§ **ESTRATTO FORNITO**
Parliamo di san Romualdo. Nella sua Piccola regola d’oro si legge:

«Siedi nella tua cella come nel Paradiso scordati del mondo e gettalo dietro le spalle».

Come fece a gettare dietro alle spalle il mondo con i suoi pesi lo si attinge dalla biografia scritta da san Pier Damiani (1007-1072), futuro priore dell’eremo romualdino di Fonte Avellana, che oltre ad aver conosciuto personalmente Romualdo, ha potuto ascoltare testimoni scelti direttamente nella cerchia del santo. La Vita di San Romualdo venne redatta circa quindici anni dopo la morte del protagonista (1042).

Romualdo nacque a Ravenna fra il 951 e il 953. Era figlio del duca Sergio degli Honesti di Ravenna e di Traversa Traversari. La sua vocazione sorse in seguito ad fatto di sangue di cui furono protagonisti il padre e un cugino, che morì. Aveva 20 anni e decise di espiare quel fatto ritirandosi quaranta giorni nel monastero di Sant’Apollinare in Classe. Ma quell’ambiente non faceva per lui, allora si recò da un eremita, Marino, in territorio veneziano e lo scelse come guida spirituale. Nel 978 Romualdo fece conoscenza del primo dei grandi personaggi che possono essere considerati suoi discepoli, si trattava del doge di Venezia Pietro Orseolo I. Quest’ultimo sposò Felicia, da cui ebbe l’omonimo figlio, che fu a sua volta doge dal 991 al 1009, e una figlia di cui non si conosce il nome, sposata a Giovanni Morosini.

Estratti da un dataset di rilevamento
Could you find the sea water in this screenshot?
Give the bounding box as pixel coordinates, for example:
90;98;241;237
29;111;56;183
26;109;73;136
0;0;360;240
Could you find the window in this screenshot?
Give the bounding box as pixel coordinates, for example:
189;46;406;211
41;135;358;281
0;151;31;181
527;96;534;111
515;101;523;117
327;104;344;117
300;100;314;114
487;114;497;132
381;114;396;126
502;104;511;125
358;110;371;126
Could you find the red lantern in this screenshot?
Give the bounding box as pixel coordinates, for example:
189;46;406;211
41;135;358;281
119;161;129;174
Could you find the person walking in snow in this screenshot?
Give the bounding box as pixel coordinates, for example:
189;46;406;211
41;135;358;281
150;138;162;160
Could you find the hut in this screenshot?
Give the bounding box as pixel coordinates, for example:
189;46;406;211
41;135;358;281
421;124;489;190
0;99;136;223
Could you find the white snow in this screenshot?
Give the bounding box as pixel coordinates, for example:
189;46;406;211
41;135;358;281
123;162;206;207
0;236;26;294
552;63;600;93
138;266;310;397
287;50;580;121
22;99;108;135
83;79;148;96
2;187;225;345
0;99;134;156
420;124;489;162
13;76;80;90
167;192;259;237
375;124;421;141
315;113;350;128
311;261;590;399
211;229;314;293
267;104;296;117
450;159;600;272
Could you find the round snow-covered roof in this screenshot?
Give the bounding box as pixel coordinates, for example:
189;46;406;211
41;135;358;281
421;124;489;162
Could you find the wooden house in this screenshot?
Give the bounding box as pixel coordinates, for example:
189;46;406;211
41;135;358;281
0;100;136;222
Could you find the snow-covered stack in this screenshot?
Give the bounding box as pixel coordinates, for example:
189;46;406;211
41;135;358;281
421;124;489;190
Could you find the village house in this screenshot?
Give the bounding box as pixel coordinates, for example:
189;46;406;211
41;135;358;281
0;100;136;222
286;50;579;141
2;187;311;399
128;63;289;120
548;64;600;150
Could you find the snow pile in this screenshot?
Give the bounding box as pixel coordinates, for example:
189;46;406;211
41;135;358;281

§ **COMPITI DA SVOLGERE**
(a) Tra le voci, ricopia identiche le righe a partire da quella con "Could you find the window in this screenshot?" e proseguendo fino a quella con "358;110;371;126", entrambe comprese.
(b) Scrivi il seguito del testo su san Romualdo, riprendendo subito dopo la sua ultima frase.

§ **RISULTATI IN ORDINE**
(a)
Could you find the window in this screenshot?
Give the bounding box as pixel coordinates, for example:
189;46;406;211
41;135;358;281
0;151;31;181
527;96;534;111
515;101;523;117
327;104;344;117
300;100;314;114
487;114;497;132
381;114;396;126
502;104;511;125
358;110;371;126

(b)
Chiesa di San Rocco (Venezia), – Statua di san Pietro Orseolo, XXIII doge della Repubblica di Venezia, opera di Giovanni Marchiori

 

Secondo la testimonianza di Giovanni diacono, al momento della sua rinuncia al dogato nel 978 non aveva più di cinquant’anni, pertanto sarebbe nato verso la fine degli anni 920. Il primo documento a citarlo risale al giugno del 960, quando sottoscrisse un decreto del doge Pietro IV Candiano che inibiva il commercio degli schiavi. Il suo nome compare anche in un documento del luglio 971 con cui lo stesso doge, su pressione dei Bizantini impegnati contro i Fatimidi, vietava ai Veneziani la vendita di armi e legname ai saraceni. Si occupò del restauro degli edifici che erano stati oltraggiati da una rivolta e, fra l’altro, commissionò a Costantinopoli la famosa e straordinaria Pala d’oro, grandiosa opera di oreficeria che venne prodotta appositamente per la basilica di San Marco. Inoltre, il 17 ottobre 977 si accordò con il conte d’Istria Sicardo in favore dei commerci veneziani nella regione.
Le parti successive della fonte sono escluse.